═════ Material for the task ═════

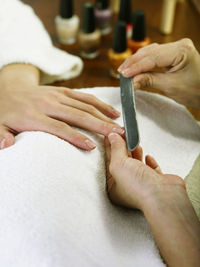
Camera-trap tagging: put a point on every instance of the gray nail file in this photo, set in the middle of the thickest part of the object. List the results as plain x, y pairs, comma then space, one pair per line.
129, 113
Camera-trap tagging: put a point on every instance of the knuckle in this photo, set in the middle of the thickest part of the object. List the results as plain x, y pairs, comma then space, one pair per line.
91, 98
59, 127
148, 80
105, 128
187, 44
112, 167
63, 90
91, 109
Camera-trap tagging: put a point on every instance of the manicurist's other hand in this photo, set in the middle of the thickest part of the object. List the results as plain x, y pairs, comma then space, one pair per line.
27, 106
130, 182
181, 81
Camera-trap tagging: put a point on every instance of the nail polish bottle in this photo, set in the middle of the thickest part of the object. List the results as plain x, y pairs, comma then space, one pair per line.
125, 15
67, 24
103, 15
167, 17
138, 38
89, 37
115, 5
119, 51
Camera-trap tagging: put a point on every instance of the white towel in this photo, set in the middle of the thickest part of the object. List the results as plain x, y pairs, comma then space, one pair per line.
54, 210
25, 40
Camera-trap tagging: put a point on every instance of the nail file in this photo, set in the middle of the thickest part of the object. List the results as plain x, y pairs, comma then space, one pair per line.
129, 112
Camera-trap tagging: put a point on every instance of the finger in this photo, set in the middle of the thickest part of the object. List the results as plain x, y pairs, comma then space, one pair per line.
152, 163
138, 153
118, 150
65, 132
159, 56
84, 107
6, 137
160, 81
94, 101
78, 118
109, 179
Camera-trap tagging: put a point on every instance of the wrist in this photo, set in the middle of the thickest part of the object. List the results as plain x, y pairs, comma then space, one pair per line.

═════

# What the exercise asks
Set down all of the data word for word; no pictures belong in it.

# Finished exercise
Camera-trap tagging: put a point on every instance of the gray nail file in this photo, set in the middle of the thickest part of the object. List the results as plain x, y pairs, comma then space, one pair per line.
129, 113
Camera-trap tagging: put a point on every instance of the knuckle in this photo, set in the middle of the thickest part of the object. List the results as plain x, y pairs, comma then space, one pair per line.
91, 98
59, 127
148, 80
105, 128
187, 44
112, 167
63, 90
91, 109
Camera-trap tagging: put a point on every instance of the manicurist's other hand in this photo, set in the middle of the thickest part of the object. List the results as plain x, y pairs, comma then space, one pair per line.
27, 106
130, 182
181, 81
Camera-trap tagging: put a point on every instance of the nail polish bottle in this photo, set in the middle of the thickest part of the object. List the results as plain x, y pairs, comma then space, one pair per line.
125, 15
67, 24
103, 15
167, 17
138, 38
89, 37
115, 5
119, 51
Camera-trap tagging: put a point on every instance of the white towel in this photo, set in the middle of the thickest part of the object. List the results as plain x, y pairs, comma then space, one pair per line.
54, 210
25, 40
Camera-trap tagging: put a point on every instance of the nail file in this photo, set in the middle of the thickest part of the object. List the results as plain x, y pairs, comma then space, one pair per line.
129, 112
Camera-trap tagging: put a point on every instance of the finger in this photo, set in the middle of the thickest part of the object. List the results as plain x, y pairs, comma then space, one pair per line.
152, 163
138, 153
118, 150
65, 132
159, 56
84, 107
6, 137
160, 81
94, 101
78, 118
109, 179
Camera-trap tagging: put a point on every instance of the wrist in this photo, set in the middle of the thickest part of the object. List the results as plain x, y pairs, comma then space, one pair per line.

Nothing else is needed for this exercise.